▶ _Brief_: Take the line containing "Could you please indicate the woman in" and every line after it to the end of the material below; reproduce them exactly, without pictures.

▶ _Pointing records_:
===============

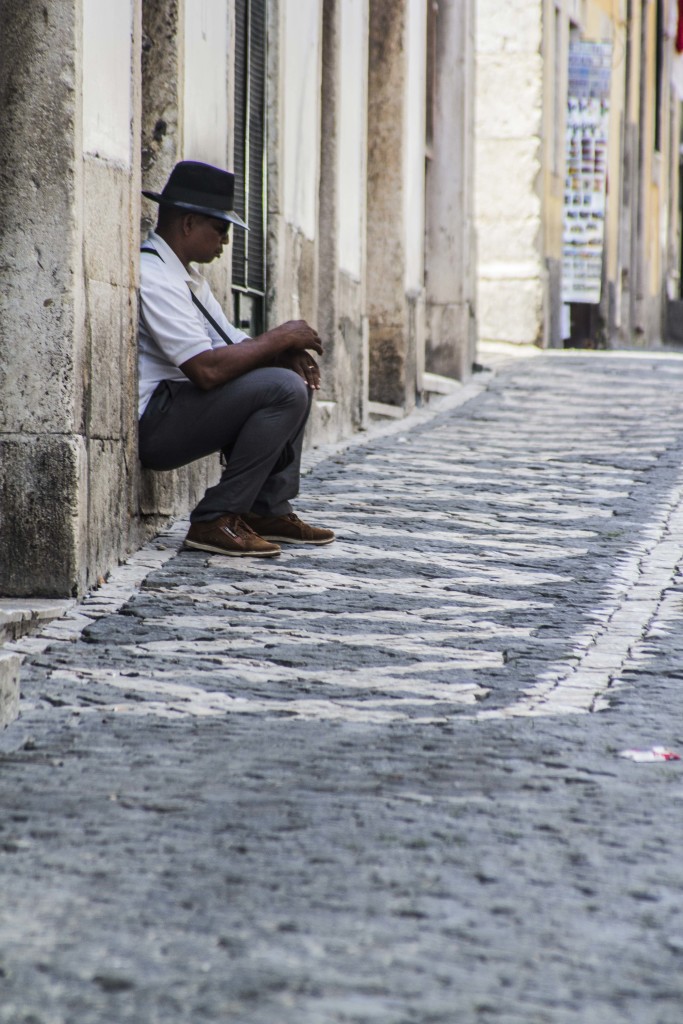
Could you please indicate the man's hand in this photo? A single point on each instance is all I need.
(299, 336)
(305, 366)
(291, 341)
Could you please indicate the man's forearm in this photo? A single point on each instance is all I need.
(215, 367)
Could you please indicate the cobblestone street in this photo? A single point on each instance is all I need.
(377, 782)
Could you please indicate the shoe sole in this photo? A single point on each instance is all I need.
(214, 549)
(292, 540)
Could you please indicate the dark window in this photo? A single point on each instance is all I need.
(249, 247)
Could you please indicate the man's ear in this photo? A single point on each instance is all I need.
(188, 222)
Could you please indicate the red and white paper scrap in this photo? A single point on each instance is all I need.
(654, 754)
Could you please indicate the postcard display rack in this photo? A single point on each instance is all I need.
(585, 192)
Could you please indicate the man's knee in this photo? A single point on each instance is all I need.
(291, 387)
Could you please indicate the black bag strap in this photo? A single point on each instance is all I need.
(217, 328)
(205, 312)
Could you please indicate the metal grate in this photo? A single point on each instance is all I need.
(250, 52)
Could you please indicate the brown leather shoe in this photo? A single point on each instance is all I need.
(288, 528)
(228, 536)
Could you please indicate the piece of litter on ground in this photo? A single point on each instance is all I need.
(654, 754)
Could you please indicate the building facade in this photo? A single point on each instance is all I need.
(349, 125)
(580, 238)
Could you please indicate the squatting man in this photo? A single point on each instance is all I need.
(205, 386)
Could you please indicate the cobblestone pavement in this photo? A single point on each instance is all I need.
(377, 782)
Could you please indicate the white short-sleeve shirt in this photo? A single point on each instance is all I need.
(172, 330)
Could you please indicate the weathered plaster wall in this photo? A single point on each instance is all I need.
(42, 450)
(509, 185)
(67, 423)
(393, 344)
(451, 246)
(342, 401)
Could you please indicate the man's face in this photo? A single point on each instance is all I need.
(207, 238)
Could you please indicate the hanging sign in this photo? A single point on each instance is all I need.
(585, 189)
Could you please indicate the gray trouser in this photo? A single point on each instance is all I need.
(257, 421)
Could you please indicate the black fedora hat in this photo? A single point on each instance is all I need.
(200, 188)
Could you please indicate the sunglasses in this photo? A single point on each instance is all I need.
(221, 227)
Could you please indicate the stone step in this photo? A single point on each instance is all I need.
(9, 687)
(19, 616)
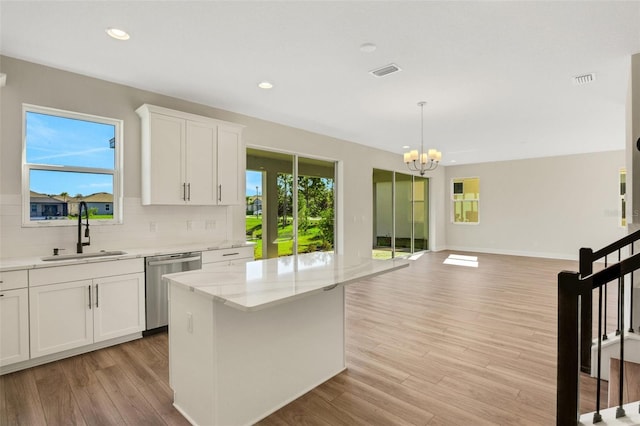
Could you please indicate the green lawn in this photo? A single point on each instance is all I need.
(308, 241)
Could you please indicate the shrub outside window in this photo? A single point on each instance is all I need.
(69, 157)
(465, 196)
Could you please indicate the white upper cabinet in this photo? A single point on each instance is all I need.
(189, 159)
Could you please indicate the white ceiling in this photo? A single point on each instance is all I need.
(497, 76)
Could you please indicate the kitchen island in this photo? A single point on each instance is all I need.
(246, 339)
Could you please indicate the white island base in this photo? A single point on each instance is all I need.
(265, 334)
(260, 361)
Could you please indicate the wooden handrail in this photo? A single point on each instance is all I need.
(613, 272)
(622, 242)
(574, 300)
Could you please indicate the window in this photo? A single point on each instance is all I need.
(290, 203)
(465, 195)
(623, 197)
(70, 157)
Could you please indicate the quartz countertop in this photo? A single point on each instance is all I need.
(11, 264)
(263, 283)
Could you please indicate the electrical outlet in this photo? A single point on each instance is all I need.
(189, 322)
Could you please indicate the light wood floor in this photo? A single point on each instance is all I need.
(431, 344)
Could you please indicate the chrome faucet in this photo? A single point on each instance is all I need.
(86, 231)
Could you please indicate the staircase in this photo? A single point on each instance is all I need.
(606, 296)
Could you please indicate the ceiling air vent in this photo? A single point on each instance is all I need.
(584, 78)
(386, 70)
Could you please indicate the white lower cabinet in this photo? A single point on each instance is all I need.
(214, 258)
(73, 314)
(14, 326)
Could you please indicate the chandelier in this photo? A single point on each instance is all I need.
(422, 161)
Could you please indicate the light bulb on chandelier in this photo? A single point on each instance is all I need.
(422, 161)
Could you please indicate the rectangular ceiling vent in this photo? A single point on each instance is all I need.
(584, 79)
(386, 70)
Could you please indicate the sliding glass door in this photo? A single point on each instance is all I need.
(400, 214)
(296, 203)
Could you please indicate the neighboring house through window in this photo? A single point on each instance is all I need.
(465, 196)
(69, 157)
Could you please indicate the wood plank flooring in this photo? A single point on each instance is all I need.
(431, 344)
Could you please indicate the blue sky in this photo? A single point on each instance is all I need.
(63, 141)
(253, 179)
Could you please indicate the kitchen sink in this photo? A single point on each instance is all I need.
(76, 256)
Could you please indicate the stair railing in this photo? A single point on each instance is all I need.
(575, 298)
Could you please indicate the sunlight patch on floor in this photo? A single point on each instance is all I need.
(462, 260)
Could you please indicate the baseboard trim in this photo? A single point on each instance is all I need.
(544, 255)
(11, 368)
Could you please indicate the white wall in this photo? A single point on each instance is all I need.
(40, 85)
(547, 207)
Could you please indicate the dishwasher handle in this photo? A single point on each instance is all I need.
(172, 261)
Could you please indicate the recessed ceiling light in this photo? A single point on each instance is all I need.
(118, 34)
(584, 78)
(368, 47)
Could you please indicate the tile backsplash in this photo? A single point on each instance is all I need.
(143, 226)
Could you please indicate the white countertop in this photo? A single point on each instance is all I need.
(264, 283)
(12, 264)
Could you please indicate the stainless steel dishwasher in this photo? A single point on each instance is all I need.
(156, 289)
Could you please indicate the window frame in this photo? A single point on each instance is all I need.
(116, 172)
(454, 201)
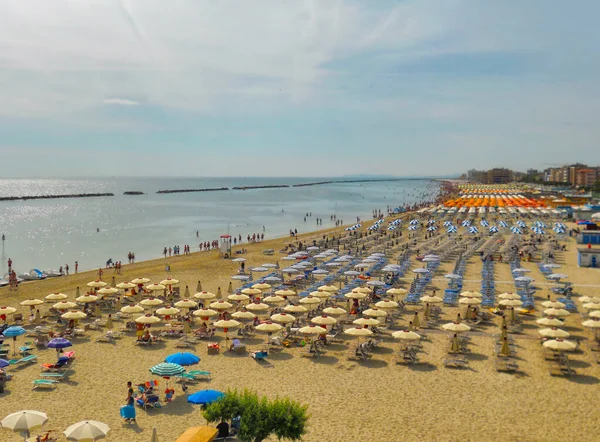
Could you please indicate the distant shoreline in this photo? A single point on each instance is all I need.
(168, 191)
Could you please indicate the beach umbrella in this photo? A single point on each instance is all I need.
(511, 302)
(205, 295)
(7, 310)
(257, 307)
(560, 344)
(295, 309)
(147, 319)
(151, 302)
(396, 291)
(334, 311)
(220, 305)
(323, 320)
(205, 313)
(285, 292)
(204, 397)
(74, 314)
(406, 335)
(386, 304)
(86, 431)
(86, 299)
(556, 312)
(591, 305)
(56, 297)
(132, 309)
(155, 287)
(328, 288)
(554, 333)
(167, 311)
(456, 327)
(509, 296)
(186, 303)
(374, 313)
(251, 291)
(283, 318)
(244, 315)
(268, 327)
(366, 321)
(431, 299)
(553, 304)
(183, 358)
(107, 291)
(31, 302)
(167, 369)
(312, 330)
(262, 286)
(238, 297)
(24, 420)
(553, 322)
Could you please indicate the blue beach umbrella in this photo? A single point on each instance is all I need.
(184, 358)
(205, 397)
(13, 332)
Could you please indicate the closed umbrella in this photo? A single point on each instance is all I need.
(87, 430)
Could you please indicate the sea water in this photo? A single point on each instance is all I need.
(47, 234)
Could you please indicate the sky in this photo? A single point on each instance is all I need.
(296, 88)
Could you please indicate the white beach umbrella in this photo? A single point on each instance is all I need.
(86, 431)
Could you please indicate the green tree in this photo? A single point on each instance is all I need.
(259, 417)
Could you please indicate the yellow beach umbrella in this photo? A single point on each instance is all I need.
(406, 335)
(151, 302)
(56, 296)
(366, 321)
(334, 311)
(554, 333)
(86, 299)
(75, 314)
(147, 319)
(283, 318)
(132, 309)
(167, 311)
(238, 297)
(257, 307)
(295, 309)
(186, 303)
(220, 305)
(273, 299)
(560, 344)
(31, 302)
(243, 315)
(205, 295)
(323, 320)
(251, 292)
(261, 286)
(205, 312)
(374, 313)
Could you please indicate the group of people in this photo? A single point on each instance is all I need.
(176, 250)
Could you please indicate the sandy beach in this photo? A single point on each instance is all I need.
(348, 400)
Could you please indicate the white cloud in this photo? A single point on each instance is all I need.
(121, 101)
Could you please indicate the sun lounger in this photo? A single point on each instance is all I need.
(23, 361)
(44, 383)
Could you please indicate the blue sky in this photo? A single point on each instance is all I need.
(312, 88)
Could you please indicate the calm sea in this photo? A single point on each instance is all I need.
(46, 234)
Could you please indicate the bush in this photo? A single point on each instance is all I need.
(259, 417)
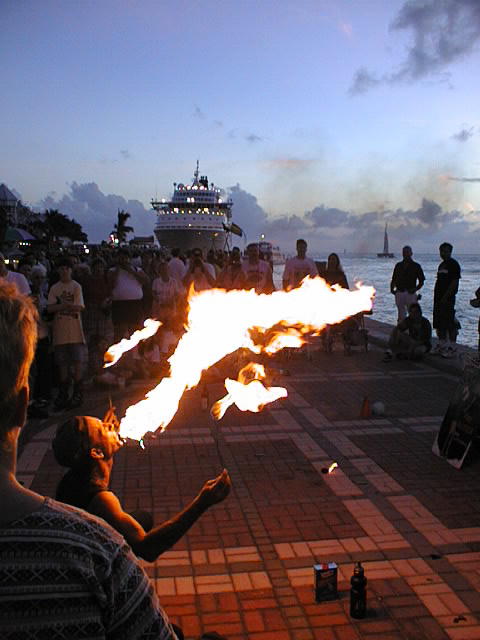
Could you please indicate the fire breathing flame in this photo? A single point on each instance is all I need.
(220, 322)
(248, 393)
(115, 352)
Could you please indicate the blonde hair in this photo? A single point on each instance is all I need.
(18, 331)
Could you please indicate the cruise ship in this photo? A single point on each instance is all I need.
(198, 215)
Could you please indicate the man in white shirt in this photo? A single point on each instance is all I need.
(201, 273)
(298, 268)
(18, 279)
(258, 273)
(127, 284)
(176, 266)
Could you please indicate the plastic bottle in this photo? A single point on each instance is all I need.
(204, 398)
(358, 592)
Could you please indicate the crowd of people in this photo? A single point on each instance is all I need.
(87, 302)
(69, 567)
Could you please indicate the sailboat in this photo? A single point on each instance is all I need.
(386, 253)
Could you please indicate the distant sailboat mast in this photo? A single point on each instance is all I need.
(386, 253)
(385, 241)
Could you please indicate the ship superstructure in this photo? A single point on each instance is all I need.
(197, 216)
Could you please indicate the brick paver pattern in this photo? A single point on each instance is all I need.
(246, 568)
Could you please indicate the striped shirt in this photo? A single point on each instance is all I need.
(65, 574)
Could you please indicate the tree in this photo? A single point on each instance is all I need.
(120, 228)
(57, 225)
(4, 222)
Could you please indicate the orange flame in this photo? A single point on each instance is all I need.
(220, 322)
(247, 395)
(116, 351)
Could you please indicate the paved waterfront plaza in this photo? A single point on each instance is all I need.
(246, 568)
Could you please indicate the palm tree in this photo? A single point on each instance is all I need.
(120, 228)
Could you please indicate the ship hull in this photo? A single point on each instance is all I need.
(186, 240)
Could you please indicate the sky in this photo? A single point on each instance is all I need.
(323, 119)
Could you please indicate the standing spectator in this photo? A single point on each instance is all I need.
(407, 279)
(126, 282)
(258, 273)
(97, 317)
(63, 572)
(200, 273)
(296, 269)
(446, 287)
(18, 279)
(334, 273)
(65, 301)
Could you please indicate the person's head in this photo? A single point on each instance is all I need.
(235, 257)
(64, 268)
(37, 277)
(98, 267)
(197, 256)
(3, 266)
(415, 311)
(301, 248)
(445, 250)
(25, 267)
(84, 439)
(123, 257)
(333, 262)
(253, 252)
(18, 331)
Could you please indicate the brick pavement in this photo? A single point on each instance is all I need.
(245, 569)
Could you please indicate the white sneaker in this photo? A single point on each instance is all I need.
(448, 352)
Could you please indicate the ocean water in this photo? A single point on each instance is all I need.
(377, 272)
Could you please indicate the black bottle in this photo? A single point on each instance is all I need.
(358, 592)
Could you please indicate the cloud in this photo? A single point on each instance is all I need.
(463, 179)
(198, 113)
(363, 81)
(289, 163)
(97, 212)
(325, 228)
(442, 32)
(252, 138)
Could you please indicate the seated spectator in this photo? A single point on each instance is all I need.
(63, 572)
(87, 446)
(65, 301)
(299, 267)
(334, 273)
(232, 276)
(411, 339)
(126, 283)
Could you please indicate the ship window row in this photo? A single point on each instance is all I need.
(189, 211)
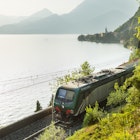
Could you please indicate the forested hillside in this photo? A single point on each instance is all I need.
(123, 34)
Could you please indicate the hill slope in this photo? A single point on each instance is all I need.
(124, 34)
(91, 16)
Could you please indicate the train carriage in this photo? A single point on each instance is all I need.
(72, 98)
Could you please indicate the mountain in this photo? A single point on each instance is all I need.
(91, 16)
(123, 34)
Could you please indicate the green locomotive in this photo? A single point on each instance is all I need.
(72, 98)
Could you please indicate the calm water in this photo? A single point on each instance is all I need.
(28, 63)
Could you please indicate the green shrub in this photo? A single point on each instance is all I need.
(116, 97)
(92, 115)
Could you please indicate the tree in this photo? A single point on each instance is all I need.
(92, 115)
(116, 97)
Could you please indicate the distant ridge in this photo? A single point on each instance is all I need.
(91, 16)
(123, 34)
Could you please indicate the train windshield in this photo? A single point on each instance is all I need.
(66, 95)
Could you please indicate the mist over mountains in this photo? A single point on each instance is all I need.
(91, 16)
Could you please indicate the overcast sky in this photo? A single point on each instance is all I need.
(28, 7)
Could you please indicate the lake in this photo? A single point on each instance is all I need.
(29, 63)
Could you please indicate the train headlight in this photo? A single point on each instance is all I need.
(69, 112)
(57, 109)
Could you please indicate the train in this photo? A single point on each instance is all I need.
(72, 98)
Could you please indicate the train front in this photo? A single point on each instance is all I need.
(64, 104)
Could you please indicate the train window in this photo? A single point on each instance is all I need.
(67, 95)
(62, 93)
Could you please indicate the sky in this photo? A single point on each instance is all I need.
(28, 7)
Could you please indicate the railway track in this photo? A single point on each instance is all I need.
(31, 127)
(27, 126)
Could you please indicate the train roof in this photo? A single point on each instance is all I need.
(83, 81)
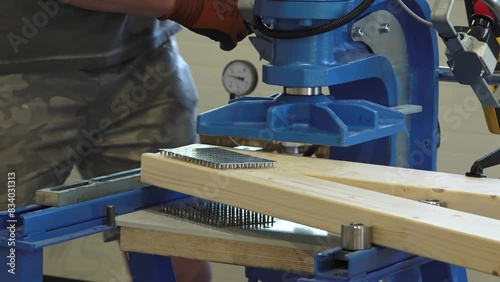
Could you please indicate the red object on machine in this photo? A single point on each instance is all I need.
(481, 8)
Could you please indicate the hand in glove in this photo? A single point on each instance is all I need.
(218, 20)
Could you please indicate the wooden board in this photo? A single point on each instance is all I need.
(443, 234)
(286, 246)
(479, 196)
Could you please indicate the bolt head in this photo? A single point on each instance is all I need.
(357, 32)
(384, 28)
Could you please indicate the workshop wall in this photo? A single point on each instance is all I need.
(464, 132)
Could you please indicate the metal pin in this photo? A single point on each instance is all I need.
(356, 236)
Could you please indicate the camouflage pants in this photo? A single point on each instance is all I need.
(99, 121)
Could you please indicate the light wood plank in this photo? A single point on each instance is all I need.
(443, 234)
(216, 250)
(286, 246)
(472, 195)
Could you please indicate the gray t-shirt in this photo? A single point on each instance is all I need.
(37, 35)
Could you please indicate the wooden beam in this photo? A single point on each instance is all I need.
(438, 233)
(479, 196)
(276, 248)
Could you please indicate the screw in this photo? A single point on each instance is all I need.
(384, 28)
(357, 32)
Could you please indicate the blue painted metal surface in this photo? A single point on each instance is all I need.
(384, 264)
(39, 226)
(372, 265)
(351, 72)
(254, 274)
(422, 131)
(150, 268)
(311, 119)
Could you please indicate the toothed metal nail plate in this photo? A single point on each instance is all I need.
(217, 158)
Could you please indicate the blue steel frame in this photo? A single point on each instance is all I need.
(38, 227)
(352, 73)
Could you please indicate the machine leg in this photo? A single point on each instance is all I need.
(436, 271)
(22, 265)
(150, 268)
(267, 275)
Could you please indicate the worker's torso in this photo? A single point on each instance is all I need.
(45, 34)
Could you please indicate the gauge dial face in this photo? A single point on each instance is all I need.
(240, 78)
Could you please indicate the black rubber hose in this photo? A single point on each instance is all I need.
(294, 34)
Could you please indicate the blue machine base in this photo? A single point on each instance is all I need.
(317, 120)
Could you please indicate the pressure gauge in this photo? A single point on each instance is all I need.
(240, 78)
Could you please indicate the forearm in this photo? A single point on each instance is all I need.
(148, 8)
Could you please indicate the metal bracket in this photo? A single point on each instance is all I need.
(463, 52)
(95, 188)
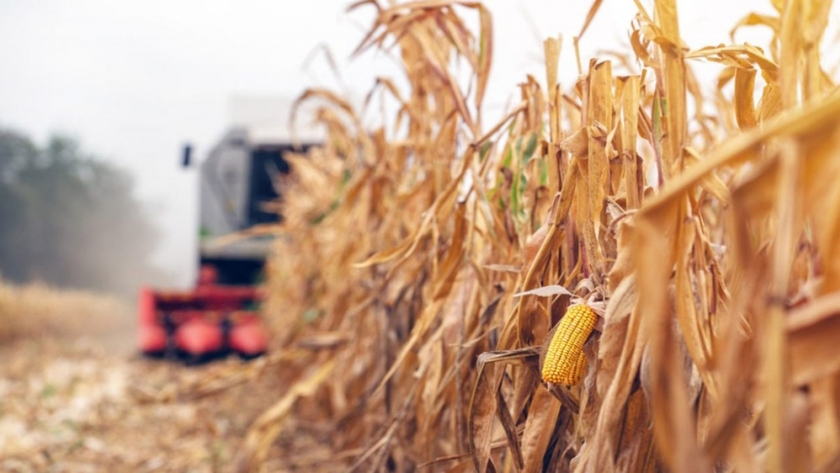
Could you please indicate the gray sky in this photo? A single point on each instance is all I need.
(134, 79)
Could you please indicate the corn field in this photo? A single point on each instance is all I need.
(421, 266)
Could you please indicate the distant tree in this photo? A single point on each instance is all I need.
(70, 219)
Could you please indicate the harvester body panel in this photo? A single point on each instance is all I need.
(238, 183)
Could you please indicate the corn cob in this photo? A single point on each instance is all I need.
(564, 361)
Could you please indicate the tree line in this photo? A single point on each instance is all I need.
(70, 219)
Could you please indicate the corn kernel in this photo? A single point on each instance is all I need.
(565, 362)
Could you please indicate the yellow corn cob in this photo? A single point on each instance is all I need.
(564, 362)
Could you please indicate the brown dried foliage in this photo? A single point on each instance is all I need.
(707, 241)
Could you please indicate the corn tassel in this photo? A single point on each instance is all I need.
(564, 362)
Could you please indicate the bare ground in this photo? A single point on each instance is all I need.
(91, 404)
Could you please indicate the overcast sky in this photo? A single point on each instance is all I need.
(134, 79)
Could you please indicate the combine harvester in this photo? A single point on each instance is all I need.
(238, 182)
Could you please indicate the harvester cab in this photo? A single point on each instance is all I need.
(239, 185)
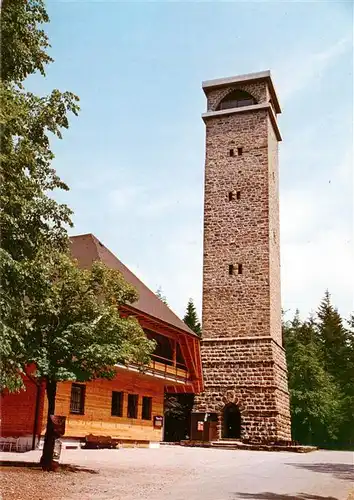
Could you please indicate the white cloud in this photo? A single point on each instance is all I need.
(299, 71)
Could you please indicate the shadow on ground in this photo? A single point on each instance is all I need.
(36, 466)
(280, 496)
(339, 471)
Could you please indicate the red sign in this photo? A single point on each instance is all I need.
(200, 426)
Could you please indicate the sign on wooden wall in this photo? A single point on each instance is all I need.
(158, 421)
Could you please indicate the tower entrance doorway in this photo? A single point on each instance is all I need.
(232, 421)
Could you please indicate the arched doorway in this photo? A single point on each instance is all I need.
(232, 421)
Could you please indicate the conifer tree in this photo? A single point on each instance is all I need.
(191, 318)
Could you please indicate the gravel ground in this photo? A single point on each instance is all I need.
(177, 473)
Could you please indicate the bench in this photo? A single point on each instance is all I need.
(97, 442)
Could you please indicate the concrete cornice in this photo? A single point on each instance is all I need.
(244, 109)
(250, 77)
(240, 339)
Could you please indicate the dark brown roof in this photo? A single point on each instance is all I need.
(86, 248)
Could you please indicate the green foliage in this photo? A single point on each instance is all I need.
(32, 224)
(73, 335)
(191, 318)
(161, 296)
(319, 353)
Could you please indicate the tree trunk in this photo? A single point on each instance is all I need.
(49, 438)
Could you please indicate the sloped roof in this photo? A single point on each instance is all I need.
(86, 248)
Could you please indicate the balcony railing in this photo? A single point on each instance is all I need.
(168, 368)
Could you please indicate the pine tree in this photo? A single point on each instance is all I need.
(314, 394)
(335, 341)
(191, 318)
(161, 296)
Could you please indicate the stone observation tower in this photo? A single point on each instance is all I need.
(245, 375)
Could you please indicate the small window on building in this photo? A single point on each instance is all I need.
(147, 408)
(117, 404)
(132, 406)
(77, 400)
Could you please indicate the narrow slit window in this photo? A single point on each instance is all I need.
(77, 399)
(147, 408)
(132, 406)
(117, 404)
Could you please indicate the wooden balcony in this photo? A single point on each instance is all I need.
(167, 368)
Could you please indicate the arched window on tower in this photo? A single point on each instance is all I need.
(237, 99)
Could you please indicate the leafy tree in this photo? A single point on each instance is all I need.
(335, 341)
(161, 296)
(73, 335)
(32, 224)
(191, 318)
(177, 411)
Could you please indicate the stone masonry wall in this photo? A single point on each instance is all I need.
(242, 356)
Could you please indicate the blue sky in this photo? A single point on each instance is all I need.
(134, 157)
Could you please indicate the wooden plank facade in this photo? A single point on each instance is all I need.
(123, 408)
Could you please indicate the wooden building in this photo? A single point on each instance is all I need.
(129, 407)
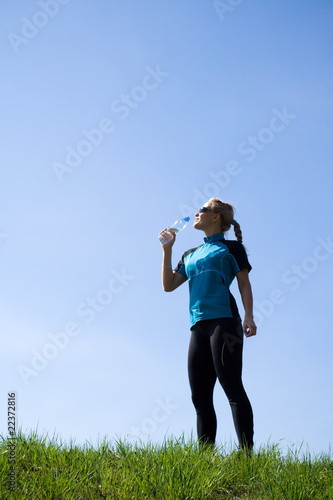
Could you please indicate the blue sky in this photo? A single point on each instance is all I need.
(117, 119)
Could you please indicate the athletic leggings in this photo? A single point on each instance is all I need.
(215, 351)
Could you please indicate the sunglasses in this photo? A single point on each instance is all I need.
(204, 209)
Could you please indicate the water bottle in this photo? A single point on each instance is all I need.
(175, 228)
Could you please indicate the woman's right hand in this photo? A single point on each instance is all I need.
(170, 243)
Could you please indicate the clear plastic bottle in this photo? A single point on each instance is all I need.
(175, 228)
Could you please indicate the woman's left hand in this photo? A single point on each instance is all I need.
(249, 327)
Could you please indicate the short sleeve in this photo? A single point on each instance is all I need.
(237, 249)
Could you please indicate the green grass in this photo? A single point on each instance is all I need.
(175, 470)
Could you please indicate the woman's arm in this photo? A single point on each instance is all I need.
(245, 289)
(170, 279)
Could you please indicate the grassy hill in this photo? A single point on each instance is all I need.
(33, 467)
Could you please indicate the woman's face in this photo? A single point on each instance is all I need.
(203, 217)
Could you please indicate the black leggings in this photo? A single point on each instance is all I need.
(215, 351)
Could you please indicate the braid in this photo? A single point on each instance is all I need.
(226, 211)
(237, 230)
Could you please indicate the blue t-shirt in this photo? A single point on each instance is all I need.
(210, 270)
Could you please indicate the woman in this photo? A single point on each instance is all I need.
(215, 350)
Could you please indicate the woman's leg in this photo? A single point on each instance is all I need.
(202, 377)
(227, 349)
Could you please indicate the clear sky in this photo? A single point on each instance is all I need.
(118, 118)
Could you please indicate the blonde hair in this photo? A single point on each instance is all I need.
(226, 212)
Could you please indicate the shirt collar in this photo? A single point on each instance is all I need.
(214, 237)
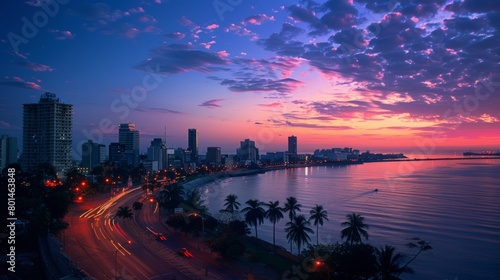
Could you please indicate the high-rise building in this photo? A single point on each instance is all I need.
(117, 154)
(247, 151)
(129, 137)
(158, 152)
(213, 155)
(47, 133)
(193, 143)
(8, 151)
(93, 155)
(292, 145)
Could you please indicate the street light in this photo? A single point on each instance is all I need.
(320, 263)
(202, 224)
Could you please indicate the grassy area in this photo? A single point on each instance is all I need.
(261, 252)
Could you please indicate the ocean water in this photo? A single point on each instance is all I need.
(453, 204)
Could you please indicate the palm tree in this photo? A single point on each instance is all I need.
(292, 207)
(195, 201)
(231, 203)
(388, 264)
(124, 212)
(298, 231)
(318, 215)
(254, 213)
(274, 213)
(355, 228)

===============

▶ _Answer for the task_:
Could you please indicate the woman in this photo? A single point on each instance is all I need.
(215, 350)
Could you please indicate the woman's leg in this photo? A single point on each instance is all I need.
(202, 377)
(227, 349)
Could you please indicate the clear sky in this photo? A single point on each instance is all I need.
(118, 118)
Could you please indicate the blonde hair in this photo? A single point on each instance is all I need.
(226, 212)
Could you please indicate the shirt collar in this photo? A single point on each instance is all I need.
(214, 237)
Could you please indicate the high-rise building in this photo? A single point on each instance is all I need.
(117, 154)
(247, 151)
(129, 137)
(158, 152)
(213, 155)
(47, 133)
(193, 143)
(8, 151)
(93, 155)
(292, 145)
Could you please indicate the street light in this photo? A single point on each instance is all I need.
(320, 263)
(202, 224)
Could you please indicate the grassy area in this photo? A single point on each instance is all I need.
(261, 252)
Could you please indicate the ocean water in this photo? A single point on each instance is all I need.
(453, 204)
Could you please indicate the palm tree in this photo? A single point on each instance is all I need.
(292, 207)
(195, 201)
(231, 203)
(388, 264)
(124, 212)
(298, 231)
(318, 215)
(254, 213)
(274, 213)
(355, 228)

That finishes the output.